▶ Assigned task:
I'd like every line from the material below that has "wooden" in it.

☆ ☆ ☆

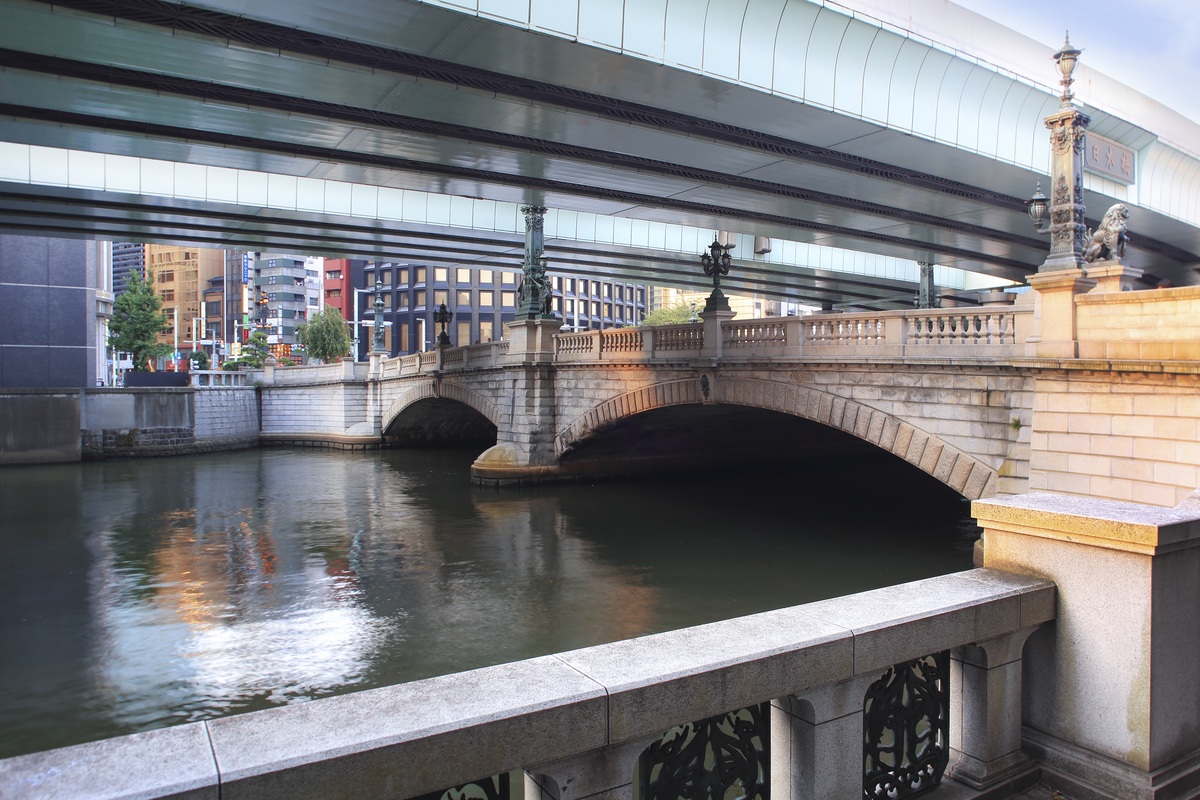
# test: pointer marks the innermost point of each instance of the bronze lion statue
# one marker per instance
(1110, 239)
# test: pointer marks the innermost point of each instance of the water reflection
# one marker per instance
(150, 593)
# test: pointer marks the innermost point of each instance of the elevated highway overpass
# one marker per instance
(412, 131)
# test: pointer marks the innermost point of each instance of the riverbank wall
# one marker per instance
(41, 426)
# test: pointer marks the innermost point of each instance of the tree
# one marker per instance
(673, 316)
(255, 350)
(325, 336)
(137, 322)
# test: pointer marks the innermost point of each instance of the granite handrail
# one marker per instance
(567, 715)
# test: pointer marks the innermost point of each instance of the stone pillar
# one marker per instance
(817, 743)
(1113, 276)
(985, 708)
(525, 439)
(1113, 689)
(1054, 313)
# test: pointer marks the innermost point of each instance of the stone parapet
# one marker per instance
(1113, 691)
(577, 720)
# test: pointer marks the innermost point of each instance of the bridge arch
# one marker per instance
(437, 389)
(957, 469)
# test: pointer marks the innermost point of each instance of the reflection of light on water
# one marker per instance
(215, 644)
(305, 651)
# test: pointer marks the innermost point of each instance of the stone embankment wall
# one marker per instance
(138, 422)
(48, 426)
(39, 426)
(330, 414)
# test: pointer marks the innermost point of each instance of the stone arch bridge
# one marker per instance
(961, 395)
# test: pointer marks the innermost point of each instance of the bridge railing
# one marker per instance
(802, 684)
(321, 373)
(631, 343)
(211, 378)
(952, 332)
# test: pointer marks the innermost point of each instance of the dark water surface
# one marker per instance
(141, 594)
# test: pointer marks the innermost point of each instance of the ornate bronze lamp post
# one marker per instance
(1068, 127)
(377, 343)
(443, 317)
(717, 263)
(535, 292)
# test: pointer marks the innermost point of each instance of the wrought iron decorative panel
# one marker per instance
(489, 788)
(906, 729)
(720, 758)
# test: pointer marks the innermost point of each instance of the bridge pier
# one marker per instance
(525, 446)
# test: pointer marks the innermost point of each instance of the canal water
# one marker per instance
(142, 594)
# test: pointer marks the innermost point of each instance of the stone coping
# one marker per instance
(1111, 524)
(409, 739)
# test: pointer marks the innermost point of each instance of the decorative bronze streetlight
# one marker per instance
(377, 343)
(443, 317)
(1068, 127)
(535, 290)
(717, 263)
(1038, 208)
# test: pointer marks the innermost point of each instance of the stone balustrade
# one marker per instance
(936, 334)
(575, 723)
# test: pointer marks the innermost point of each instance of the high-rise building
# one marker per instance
(55, 300)
(179, 275)
(127, 257)
(481, 300)
(287, 289)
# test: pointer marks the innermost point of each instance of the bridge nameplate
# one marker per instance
(1108, 158)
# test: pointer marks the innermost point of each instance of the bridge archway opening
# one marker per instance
(439, 421)
(721, 439)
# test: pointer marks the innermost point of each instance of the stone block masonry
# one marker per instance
(144, 422)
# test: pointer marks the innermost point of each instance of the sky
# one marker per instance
(1152, 46)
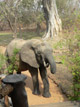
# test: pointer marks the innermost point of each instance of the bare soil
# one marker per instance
(56, 94)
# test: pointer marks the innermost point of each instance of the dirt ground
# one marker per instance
(56, 94)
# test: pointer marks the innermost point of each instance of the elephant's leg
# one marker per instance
(44, 77)
(34, 74)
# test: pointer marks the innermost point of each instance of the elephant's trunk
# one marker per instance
(52, 63)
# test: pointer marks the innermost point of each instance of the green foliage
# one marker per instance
(13, 62)
(59, 44)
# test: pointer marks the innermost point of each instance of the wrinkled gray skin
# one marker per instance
(34, 54)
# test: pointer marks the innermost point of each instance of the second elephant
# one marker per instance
(34, 54)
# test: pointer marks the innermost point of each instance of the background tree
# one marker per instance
(53, 22)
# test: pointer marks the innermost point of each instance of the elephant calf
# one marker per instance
(34, 54)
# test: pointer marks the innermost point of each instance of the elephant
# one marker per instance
(34, 55)
(17, 93)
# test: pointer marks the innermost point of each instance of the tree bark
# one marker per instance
(53, 22)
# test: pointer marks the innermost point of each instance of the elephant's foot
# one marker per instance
(36, 92)
(46, 94)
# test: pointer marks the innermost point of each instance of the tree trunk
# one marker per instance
(53, 22)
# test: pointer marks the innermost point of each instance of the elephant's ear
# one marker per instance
(28, 56)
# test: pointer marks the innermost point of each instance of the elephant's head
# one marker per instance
(38, 53)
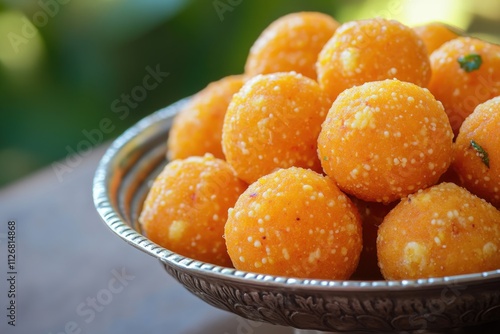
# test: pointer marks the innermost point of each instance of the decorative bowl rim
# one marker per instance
(116, 222)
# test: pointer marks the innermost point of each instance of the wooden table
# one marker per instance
(73, 275)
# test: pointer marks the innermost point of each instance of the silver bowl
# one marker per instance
(121, 183)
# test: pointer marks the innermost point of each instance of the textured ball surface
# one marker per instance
(443, 230)
(295, 222)
(384, 140)
(186, 207)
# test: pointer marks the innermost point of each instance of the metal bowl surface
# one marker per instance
(121, 183)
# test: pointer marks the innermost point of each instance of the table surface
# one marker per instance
(75, 276)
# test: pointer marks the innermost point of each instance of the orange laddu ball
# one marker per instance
(465, 73)
(384, 140)
(197, 128)
(435, 34)
(273, 122)
(476, 157)
(372, 214)
(440, 231)
(291, 43)
(186, 207)
(371, 50)
(294, 222)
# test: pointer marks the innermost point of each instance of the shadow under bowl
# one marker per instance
(120, 186)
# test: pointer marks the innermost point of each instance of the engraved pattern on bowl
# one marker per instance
(121, 183)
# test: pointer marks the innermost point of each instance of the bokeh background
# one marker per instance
(67, 66)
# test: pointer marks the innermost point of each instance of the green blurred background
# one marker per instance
(67, 65)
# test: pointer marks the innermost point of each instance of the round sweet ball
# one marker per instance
(477, 152)
(273, 122)
(295, 222)
(197, 128)
(441, 231)
(435, 34)
(291, 43)
(186, 207)
(371, 50)
(372, 214)
(465, 73)
(384, 140)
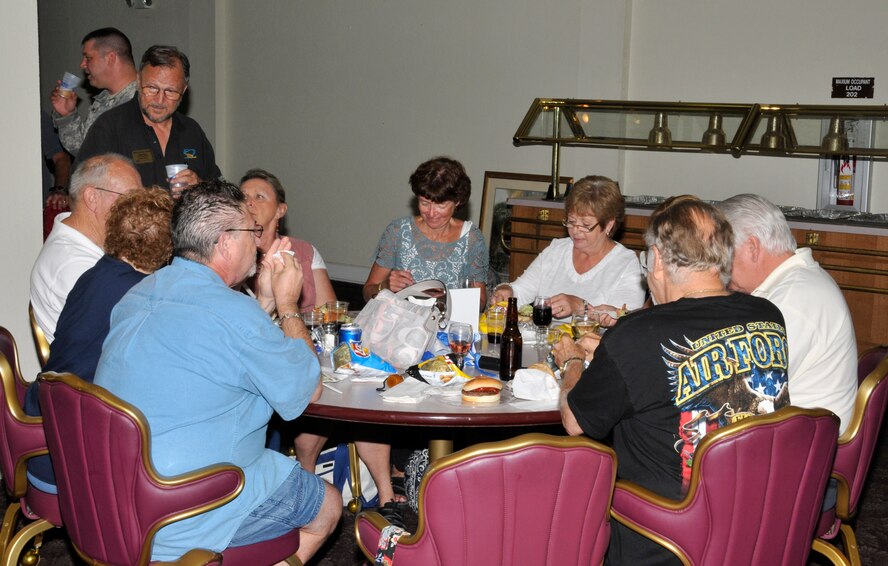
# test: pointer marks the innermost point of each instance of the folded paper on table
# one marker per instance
(535, 385)
(464, 306)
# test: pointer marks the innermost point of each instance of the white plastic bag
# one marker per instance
(333, 467)
(396, 330)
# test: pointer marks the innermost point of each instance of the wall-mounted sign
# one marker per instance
(853, 87)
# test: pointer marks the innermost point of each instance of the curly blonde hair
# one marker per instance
(138, 229)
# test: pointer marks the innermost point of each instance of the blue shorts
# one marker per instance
(292, 505)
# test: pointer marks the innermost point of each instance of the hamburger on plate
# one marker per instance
(482, 390)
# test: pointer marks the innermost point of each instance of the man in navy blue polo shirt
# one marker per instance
(149, 129)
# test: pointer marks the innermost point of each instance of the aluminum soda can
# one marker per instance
(350, 334)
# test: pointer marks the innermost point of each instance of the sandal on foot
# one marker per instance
(391, 513)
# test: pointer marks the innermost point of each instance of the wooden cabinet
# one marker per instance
(855, 256)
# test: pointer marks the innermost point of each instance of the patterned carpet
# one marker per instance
(870, 525)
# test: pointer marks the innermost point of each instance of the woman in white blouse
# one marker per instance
(587, 267)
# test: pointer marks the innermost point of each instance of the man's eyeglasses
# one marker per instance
(107, 190)
(581, 228)
(257, 231)
(169, 93)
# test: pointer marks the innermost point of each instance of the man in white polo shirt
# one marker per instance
(823, 348)
(77, 238)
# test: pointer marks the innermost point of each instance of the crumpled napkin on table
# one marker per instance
(535, 385)
(408, 391)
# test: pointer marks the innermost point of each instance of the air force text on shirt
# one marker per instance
(720, 355)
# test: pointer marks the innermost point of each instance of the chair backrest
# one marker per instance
(111, 498)
(9, 349)
(21, 436)
(868, 360)
(40, 341)
(535, 499)
(755, 492)
(858, 442)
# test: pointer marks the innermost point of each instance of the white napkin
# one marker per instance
(535, 385)
(408, 391)
(528, 334)
(361, 374)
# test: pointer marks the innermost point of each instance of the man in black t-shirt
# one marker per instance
(663, 377)
(151, 131)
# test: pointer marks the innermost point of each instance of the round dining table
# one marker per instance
(360, 402)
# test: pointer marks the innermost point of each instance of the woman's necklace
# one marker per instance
(715, 291)
(434, 235)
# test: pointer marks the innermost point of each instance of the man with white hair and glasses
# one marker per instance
(823, 362)
(77, 238)
(151, 131)
(663, 377)
(207, 367)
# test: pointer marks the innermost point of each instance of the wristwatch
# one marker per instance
(567, 362)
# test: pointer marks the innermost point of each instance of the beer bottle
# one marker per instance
(510, 347)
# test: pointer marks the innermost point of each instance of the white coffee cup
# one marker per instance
(173, 170)
(69, 82)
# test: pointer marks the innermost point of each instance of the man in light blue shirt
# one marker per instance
(208, 367)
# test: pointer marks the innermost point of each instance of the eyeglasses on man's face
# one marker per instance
(107, 190)
(581, 228)
(257, 230)
(168, 93)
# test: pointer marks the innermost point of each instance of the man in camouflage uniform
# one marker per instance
(108, 64)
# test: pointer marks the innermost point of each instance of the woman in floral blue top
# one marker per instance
(433, 245)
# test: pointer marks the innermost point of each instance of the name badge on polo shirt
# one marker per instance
(143, 156)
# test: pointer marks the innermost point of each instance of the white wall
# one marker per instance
(189, 25)
(343, 99)
(21, 225)
(751, 51)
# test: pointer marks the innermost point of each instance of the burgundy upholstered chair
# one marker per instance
(40, 341)
(534, 499)
(112, 499)
(755, 493)
(855, 453)
(21, 438)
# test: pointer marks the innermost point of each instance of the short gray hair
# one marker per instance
(94, 172)
(691, 235)
(201, 215)
(166, 56)
(754, 215)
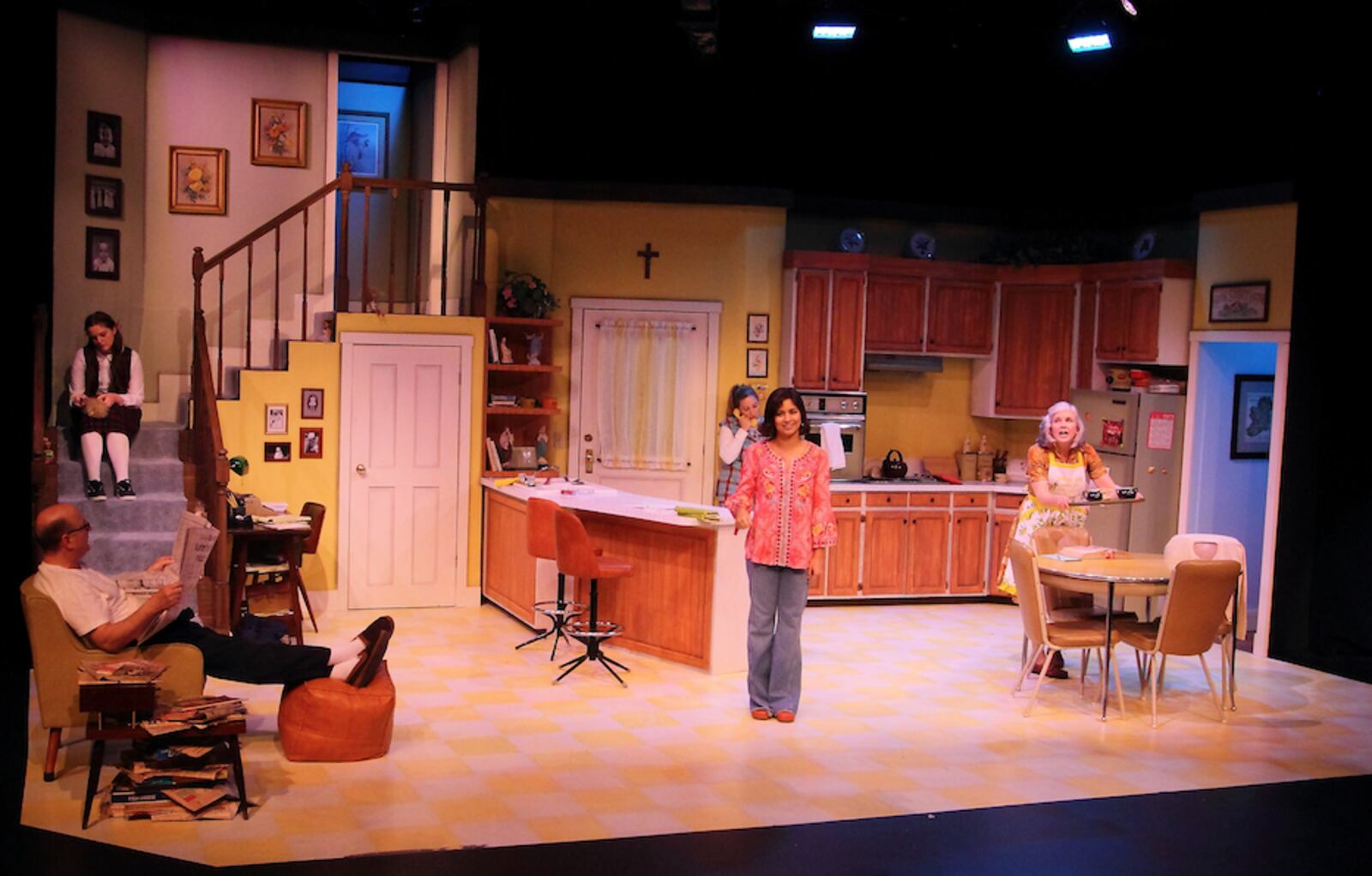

☆ ☆ ☆

▶ Exercise output:
# test: pointer marks the innermost point of each instance of the wooden table
# test: pointer marks the innermost point of each instance of the wooden cabinet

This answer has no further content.